抽出テキスト:
▼

- 「自分が相続税を支払う必要がある?」と悩んでいる人
- 相続税の基本的な計算方法や仕組みを知りたい人
- 相続の基本的なことを知りたい人
「相続税って複雑そうだな?」と思っていませんか?相続税の基本について解説させて頂きます。
相続税については原則として以下の様なルールがあります。
相続税の申告と納税は、被相続人が死亡したことを知った日の翌日から10カ月以内に原則、現金で行う。
申告には、所定の申告用紙と相続財産に関する資料をまとめて税務署に提出します。この申告書類の作成には時間がかかります。また、相続税の制度や計算も非常に複雑なため、相続税を支払う必要がある方は専門家である税理士に早めの相談をすることをオススメします。ハナハ行政書士・社会福祉士事務所では提携する税理士へワンストップでおつなぎいたします。
この記事では、相続税の概要について解説します。この記事を読んで頂ければ、相続税についての基本的な知識が身に付きます。

▲

データ抜粋:
▼

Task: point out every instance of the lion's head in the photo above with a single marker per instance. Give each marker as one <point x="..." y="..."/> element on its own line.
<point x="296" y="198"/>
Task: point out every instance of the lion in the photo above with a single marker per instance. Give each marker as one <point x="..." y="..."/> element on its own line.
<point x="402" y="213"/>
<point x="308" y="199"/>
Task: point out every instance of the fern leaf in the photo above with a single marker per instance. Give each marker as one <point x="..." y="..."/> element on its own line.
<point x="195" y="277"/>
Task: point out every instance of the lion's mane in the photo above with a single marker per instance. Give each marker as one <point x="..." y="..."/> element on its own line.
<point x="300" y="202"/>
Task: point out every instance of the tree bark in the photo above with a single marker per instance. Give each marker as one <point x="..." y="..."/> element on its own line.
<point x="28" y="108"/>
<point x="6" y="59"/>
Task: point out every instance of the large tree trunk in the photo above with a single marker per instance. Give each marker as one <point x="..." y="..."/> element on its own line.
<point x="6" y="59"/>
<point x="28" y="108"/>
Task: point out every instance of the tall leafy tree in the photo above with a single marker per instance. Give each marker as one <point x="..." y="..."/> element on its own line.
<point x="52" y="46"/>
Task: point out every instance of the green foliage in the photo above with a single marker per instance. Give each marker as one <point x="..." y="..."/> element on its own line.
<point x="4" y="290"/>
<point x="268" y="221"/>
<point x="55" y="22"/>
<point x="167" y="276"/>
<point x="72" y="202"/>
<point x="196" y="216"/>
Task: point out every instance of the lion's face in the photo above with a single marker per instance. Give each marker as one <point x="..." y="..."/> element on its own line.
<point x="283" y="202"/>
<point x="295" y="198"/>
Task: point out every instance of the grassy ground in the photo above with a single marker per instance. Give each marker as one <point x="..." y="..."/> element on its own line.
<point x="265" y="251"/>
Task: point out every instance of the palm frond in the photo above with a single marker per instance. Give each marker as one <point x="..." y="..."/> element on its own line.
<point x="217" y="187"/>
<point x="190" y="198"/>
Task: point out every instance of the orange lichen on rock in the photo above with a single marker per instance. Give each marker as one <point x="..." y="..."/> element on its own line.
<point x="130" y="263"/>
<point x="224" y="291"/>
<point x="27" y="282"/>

▲

取り組む作業: 上の相続税の解説文から、「申告には、所定の申告用紙と相」で始まり「トップでおつなぎいたします。」で終わる部分を、終わりの語句も含めて一字一句変えずに書き写しなさい。

課題への解答:
申告には、所定の申告用紙と相続財産に関する資料をまとめて税務署に提出します。この申告書類の作成には時間がかかります。また、相続税の制度や計算も非常に複雑なため、相続税を支払う必要がある方は専門家である税理士に早めの相談をすることをオススメします。ハナハ行政書士・社会福祉士事務所では提携する税理士へワンストップでおつなぎいたします。